> [WHAT IS BEING ASKED]:
Can you give the comment thread again from "A knotty problem" to "open mail account.", substituting "thorny" for "knotty"?

> [DOCUMENT PASSAGE]:
****
We really need to bring sanity back to the internet. At the current rate I am positively scared of letting my six year old near the net.

Net neutrality should have limits.

Ramesh said...

@J - Isn't that so sad. Two Profs in IIMA did that as well - the memorising names, but they did that to show hyperfriendliness and not to police us.

@Ravi - Trust you to articulate a well thought solution Bravo.

Not sure however that you can remove the anonymity that is so essentially a part of online communication. The medium is also inherently less controllable; so there isn't an elegant solution.

Having said that, there is a massive regulation already of the net and the mobile spaces. Governments, including that of the US and India have invaded this space so blatantly that an equivalent action in the online world, would have shocked us in terms of civil liberties.

A knotty problem this one.

Venkat said...

punai peryar, thunai peyar, anonymous itha control pannale net will become safer medium. oru aaL nalu anchu mail id vachuka anumathikra mail operators-la irunthu start aguthu problem. entha site ponalum oru login name venum athu fake id nalum ok many number of id nalum ok. itha ellam olichu single id system vanthale pothum makkals koncham thirunthuvaanga. bank account open pannara mathiri google & yahoo should counters and collect passport id to open mail account.

Vincy Joseph said...
****
> [DATA PROVIDED]:
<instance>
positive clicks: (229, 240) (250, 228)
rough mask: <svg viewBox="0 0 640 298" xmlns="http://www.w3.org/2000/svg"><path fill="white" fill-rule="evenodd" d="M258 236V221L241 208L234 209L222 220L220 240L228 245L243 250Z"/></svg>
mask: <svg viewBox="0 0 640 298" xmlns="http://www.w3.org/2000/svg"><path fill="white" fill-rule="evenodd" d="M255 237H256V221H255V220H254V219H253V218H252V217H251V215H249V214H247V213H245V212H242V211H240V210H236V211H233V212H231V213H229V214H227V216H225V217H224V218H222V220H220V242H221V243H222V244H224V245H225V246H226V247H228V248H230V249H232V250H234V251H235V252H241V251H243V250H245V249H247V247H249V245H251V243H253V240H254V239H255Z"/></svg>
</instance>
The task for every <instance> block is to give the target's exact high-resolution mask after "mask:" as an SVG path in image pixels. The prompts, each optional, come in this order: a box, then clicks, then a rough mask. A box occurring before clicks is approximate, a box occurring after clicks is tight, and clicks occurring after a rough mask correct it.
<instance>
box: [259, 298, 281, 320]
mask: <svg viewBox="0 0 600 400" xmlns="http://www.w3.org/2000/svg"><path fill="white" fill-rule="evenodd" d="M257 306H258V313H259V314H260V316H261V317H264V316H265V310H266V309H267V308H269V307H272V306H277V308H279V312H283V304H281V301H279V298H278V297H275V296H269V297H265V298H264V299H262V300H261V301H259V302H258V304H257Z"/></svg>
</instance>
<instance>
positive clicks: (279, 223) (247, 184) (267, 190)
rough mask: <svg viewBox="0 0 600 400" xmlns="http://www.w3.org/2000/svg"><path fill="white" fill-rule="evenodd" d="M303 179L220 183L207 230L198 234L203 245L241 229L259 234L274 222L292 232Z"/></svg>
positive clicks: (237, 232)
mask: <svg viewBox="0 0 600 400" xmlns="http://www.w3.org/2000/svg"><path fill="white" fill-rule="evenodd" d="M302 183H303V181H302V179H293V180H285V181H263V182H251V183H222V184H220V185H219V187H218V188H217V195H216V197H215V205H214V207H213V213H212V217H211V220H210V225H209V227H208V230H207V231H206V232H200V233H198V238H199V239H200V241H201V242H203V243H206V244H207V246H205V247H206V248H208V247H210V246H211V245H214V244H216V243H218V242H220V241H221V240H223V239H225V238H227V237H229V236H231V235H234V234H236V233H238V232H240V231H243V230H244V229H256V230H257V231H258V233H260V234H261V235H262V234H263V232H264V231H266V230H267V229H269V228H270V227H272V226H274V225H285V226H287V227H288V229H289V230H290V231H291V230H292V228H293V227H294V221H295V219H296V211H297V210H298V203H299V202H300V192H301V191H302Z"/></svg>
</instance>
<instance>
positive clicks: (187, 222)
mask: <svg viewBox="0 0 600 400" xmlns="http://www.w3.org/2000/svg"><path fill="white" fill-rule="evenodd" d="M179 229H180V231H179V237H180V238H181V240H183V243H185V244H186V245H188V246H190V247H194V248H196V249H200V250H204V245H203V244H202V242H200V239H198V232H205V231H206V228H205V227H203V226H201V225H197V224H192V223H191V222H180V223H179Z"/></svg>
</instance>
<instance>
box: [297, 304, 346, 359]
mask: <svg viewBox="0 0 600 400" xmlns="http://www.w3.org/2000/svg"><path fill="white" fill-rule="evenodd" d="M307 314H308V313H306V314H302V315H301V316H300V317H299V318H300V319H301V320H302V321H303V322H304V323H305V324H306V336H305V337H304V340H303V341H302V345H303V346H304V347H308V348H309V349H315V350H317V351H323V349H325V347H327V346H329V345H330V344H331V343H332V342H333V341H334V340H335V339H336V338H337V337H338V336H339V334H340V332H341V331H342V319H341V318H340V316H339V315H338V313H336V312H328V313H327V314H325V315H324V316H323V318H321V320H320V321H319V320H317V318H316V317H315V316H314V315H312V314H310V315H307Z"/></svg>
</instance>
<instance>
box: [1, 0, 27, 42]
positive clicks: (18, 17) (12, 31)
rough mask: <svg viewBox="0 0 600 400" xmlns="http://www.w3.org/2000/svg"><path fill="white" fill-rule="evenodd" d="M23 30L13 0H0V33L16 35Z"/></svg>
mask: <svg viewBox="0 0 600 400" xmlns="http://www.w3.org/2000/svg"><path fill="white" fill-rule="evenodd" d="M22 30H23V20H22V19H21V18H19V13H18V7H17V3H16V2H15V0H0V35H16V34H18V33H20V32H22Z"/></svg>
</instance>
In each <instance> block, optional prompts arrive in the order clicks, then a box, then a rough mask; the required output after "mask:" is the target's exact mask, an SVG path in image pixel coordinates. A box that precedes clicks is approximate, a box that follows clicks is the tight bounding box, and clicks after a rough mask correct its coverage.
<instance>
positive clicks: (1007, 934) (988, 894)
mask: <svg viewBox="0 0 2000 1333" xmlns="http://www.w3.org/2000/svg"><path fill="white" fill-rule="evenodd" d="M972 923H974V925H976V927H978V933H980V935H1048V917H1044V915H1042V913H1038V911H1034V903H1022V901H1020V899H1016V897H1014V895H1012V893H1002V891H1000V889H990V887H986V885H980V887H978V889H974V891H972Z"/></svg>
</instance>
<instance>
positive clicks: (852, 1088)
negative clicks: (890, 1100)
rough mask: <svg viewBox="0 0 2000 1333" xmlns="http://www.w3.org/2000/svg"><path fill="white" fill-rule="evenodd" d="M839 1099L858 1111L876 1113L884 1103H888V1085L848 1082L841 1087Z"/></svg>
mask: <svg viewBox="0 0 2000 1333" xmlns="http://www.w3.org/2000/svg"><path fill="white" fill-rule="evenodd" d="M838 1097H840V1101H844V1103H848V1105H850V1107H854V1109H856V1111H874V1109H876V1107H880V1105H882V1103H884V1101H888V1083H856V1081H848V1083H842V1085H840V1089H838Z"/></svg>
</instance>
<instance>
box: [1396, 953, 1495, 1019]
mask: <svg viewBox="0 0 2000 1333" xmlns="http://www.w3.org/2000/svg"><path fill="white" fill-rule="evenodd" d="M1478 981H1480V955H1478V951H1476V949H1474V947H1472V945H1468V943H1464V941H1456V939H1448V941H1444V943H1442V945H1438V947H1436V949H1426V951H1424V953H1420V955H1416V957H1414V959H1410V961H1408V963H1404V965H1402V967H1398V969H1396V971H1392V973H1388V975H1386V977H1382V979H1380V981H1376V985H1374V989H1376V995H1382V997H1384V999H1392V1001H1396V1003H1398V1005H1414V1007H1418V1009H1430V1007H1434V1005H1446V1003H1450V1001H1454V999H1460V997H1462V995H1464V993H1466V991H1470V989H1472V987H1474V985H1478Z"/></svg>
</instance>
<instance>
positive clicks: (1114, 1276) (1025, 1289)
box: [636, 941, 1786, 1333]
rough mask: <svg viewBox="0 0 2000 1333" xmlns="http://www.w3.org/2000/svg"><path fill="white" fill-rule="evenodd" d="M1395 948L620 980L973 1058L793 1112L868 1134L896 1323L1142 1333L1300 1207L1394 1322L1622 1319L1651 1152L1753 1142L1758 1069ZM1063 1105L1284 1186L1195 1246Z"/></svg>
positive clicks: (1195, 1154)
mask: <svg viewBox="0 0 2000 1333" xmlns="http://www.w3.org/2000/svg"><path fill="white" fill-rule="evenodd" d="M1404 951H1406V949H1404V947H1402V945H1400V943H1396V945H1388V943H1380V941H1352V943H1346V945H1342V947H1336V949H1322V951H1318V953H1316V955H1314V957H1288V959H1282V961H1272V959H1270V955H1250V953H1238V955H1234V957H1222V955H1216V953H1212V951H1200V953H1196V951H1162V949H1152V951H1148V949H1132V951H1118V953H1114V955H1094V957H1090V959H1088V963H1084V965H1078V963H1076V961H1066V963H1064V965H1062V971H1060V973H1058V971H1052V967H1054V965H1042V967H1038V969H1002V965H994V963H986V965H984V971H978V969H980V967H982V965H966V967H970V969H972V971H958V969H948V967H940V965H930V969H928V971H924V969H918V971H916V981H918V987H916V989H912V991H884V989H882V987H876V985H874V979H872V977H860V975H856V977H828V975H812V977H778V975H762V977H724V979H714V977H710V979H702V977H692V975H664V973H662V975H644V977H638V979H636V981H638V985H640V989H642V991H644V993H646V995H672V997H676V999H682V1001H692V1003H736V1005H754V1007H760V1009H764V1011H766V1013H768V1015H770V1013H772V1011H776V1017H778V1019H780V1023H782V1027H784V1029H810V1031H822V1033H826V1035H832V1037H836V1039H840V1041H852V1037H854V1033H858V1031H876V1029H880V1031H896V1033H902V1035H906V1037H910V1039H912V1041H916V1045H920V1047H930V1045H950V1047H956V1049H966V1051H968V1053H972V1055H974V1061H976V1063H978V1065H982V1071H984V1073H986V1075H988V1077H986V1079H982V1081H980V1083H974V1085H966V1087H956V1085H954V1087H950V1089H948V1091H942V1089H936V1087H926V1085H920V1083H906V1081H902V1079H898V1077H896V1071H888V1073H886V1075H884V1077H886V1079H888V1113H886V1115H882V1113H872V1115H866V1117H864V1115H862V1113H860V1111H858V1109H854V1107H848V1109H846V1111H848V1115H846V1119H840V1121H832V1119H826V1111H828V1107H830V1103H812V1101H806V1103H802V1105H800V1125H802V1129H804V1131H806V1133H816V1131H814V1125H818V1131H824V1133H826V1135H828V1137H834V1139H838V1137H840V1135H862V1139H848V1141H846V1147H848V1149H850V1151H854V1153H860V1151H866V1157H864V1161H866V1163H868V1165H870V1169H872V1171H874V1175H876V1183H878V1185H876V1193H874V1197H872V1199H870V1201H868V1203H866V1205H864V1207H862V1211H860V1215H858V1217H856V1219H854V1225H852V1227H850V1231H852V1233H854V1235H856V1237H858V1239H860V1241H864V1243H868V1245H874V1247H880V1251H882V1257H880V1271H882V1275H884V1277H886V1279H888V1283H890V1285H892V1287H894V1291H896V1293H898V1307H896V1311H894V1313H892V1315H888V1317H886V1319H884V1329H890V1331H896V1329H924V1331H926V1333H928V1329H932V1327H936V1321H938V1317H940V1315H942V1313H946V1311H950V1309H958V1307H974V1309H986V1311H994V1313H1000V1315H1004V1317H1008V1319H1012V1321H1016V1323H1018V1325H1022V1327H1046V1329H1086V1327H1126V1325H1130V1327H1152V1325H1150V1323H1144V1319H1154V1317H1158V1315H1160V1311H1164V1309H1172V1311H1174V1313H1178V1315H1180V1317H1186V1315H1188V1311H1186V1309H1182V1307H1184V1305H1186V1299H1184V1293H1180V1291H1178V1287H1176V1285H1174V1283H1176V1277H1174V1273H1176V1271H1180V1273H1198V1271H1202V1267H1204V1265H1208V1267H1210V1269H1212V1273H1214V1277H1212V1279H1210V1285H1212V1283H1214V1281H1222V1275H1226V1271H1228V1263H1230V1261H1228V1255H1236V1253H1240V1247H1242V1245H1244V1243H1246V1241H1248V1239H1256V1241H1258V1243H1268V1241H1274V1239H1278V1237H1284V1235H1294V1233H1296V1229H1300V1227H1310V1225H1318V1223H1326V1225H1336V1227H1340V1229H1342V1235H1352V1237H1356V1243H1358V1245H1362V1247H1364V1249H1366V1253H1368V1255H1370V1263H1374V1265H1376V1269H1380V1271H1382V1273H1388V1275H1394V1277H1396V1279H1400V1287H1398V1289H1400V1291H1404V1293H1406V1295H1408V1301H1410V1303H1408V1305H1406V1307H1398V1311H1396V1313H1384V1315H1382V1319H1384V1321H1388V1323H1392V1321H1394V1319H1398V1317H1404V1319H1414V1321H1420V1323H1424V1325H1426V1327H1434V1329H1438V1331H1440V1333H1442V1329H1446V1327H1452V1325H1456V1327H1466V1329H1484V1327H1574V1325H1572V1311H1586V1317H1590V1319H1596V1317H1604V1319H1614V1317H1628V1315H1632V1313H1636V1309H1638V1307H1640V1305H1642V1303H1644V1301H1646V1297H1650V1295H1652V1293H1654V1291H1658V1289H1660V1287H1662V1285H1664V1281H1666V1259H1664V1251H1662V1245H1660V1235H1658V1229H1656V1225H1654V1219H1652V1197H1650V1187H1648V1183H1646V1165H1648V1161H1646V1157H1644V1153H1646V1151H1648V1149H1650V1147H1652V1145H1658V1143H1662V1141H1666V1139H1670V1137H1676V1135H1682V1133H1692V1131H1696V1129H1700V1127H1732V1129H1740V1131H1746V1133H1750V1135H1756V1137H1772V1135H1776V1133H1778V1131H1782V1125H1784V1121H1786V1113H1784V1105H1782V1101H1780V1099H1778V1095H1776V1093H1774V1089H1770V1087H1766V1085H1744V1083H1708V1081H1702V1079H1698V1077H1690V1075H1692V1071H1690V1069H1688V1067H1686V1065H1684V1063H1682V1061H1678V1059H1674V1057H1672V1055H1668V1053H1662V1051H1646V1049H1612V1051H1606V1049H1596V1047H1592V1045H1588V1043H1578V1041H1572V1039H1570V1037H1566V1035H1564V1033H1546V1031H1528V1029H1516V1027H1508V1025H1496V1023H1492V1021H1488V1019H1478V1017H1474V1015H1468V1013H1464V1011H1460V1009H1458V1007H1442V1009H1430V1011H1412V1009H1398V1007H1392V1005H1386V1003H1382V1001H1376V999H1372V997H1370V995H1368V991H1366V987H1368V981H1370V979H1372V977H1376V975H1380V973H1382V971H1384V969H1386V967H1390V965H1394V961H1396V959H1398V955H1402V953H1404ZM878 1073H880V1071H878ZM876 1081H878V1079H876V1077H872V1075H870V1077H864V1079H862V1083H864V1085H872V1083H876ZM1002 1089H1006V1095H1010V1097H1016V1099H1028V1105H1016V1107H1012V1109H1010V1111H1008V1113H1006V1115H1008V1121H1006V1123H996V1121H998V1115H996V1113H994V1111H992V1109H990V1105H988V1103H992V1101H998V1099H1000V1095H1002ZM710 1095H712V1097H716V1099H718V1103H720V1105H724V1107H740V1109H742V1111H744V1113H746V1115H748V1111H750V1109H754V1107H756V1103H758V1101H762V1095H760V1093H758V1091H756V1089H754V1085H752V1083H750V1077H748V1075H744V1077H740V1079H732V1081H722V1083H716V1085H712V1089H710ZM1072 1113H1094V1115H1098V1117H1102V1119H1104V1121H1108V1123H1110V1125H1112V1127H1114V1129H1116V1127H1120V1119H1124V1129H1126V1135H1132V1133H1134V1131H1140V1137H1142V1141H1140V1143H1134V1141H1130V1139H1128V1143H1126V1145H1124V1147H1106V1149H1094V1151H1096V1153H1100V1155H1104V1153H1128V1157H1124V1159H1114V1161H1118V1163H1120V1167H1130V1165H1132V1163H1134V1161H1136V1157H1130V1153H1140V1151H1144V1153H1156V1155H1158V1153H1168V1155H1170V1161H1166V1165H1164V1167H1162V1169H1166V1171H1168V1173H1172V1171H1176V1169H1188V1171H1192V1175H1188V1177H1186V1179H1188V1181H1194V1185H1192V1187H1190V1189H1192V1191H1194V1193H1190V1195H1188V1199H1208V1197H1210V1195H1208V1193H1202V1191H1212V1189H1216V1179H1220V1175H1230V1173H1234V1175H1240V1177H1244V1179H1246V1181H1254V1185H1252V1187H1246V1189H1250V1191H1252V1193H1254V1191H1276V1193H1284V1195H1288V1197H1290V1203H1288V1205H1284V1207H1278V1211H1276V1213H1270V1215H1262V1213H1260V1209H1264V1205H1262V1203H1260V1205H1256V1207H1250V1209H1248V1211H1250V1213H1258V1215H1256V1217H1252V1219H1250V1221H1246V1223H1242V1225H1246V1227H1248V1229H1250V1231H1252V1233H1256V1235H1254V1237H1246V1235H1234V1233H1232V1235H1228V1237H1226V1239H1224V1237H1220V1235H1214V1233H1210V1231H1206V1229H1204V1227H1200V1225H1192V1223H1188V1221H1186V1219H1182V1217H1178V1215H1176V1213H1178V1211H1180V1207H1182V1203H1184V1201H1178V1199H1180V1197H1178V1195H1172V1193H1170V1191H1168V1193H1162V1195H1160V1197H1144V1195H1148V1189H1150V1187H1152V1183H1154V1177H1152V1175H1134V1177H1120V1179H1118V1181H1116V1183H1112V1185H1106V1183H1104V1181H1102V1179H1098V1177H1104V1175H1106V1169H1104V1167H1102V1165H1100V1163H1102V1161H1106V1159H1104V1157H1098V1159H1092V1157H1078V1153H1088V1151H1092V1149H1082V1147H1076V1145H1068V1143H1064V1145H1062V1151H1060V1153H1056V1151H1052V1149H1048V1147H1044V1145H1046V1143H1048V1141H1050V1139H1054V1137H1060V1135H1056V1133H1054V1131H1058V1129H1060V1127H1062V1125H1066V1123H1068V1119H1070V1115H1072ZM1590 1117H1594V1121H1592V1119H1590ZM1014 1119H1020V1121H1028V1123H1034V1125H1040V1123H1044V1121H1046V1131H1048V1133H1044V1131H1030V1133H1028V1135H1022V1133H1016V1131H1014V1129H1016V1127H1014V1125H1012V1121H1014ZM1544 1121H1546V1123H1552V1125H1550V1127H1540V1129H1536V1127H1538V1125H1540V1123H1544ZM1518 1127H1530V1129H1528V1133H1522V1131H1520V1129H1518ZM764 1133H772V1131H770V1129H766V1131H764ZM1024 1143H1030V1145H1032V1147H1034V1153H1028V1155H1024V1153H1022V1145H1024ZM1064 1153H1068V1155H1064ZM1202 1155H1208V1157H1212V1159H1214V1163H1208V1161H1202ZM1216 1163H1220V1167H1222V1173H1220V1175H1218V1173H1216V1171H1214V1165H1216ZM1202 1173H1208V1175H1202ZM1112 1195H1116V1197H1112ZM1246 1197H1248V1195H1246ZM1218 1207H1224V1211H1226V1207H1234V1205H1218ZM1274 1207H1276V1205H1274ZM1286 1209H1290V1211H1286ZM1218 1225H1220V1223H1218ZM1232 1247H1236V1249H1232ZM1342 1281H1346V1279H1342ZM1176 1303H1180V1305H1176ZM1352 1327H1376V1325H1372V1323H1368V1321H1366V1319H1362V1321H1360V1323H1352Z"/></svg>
****
> [COMPLETED EXERCISE]:
A thorny problem this one.

Venkat said...

punai peryar, thunai peyar, anonymous itha control pannale net will become safer medium. oru aaL nalu anchu mail id vachuka anumathikra mail operators-la irunthu start aguthu problem. entha site ponalum oru login name venum athu fake id nalum ok many number of id nalum ok. itha ellam olichu single id system vanthale pothum makkals koncham thirunthuvaanga. bank account open pannara mathiri google & yahoo should counters and collect passport id to open mail account.